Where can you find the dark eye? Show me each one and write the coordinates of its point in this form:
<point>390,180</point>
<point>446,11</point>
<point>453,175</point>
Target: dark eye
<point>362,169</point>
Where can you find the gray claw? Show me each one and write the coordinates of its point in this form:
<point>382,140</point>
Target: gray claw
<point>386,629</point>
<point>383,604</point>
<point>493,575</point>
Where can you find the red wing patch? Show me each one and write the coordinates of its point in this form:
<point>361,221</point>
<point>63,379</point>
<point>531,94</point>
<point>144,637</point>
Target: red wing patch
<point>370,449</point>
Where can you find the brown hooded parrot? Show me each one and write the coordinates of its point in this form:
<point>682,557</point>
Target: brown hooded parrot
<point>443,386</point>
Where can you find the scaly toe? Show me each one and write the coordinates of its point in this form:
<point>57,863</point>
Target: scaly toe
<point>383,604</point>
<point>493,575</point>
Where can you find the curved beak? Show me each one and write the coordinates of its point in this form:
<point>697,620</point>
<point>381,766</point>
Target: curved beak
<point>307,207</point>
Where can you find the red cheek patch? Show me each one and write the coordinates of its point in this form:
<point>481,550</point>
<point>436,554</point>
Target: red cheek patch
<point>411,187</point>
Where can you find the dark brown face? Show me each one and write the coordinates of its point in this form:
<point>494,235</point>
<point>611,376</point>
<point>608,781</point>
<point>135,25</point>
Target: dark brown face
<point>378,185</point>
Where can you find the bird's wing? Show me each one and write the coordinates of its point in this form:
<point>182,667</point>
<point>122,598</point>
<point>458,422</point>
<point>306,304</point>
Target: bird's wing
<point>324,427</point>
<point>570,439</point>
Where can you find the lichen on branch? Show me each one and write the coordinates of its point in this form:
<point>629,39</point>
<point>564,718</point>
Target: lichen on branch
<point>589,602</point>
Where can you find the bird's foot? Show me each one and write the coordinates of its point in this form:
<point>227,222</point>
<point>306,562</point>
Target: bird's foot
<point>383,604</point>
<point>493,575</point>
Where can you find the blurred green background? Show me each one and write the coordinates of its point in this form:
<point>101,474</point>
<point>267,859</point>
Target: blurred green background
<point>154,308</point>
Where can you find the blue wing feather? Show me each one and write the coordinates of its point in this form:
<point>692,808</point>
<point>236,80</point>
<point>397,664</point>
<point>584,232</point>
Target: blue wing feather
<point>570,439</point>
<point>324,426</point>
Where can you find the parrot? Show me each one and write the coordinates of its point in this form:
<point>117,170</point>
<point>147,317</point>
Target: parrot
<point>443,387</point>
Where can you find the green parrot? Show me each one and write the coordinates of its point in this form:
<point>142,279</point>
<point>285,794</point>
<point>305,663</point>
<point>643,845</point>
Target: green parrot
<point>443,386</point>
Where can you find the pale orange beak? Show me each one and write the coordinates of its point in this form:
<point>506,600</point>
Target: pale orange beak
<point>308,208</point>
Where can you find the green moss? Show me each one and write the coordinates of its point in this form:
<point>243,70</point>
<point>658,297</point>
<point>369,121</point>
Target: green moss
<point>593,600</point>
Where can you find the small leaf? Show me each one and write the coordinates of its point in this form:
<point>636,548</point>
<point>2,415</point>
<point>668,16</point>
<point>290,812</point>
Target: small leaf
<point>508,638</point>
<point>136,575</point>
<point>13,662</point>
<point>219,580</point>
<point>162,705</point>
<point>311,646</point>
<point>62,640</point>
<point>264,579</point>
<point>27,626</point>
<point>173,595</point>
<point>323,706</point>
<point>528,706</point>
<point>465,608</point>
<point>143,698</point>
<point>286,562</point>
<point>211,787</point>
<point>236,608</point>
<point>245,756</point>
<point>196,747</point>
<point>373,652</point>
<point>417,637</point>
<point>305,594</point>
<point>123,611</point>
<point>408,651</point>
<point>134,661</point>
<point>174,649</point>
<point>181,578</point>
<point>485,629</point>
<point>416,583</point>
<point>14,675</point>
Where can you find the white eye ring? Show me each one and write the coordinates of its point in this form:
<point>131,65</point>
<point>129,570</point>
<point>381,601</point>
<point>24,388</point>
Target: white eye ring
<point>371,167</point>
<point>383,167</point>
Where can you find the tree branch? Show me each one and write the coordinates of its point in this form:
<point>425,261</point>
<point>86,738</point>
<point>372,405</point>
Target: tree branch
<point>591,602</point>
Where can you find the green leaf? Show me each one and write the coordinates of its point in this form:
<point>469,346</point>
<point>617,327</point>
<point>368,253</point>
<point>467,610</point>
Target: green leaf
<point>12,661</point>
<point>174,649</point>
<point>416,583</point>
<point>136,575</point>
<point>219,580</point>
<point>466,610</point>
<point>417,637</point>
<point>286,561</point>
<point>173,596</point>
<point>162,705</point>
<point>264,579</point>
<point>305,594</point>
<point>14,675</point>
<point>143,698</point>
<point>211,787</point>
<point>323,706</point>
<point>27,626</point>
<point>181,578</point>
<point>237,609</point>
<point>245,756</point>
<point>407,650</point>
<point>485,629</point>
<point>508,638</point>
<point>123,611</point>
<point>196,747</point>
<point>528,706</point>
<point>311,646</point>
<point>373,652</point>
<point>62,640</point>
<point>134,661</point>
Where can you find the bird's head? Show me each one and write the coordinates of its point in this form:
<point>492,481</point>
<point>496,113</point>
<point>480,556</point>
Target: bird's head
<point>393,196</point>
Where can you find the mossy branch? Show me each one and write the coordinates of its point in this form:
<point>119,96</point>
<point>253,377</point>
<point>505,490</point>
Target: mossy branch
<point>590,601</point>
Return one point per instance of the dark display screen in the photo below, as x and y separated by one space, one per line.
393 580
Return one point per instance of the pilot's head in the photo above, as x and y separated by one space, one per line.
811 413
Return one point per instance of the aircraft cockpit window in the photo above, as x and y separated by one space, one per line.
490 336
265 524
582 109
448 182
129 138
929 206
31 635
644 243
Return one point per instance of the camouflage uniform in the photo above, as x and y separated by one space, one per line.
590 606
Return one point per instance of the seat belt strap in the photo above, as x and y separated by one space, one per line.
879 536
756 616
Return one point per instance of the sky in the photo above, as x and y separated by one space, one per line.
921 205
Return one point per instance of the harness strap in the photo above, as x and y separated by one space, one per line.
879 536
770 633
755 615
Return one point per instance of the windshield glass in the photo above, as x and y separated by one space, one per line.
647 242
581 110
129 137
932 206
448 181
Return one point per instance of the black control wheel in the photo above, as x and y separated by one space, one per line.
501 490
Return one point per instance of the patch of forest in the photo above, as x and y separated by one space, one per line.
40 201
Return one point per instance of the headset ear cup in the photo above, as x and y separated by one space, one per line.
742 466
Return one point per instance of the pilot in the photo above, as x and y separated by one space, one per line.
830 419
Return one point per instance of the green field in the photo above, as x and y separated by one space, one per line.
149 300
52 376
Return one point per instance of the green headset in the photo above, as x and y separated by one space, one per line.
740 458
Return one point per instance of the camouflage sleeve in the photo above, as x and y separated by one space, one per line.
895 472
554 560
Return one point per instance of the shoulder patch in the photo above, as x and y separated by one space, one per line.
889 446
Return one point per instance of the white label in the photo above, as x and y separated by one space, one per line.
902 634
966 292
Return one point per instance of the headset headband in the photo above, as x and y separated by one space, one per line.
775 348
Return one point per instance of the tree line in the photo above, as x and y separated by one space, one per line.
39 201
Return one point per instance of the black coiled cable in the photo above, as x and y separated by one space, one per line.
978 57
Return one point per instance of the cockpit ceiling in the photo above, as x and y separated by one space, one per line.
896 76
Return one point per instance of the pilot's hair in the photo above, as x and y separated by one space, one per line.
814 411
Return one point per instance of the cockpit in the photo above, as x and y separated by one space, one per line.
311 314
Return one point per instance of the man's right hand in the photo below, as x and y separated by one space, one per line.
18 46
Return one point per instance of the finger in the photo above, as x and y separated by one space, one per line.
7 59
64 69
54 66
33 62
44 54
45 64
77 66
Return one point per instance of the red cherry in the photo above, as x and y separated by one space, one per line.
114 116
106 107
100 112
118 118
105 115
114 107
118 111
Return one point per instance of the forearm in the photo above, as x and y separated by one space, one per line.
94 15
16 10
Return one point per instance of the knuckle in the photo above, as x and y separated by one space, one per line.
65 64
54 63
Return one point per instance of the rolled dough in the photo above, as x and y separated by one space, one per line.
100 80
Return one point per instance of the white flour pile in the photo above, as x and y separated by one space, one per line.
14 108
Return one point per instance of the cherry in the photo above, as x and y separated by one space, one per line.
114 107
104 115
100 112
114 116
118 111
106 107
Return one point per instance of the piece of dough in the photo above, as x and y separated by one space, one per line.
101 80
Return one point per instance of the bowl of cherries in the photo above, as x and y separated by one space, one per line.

** Exercise requirements **
Edit the entries from the start through the line containing "<point>370,449</point>", replacing "gray claw" with "black claw" and leaving everything else unchanged.

** Response below **
Where can you find the dark eye? Show me each one and write the coordinates of its point in this form:
<point>390,180</point>
<point>446,11</point>
<point>453,175</point>
Target: dark eye
<point>362,169</point>
Where can you find the black claw? Show me each one and write the coordinates of its point in this form:
<point>382,140</point>
Target: black claw
<point>386,629</point>
<point>383,604</point>
<point>493,575</point>
Where can you find the red wing patch? Show me each one and write the coordinates of its point in this form:
<point>361,221</point>
<point>63,379</point>
<point>531,94</point>
<point>144,637</point>
Target: red wing patch
<point>370,449</point>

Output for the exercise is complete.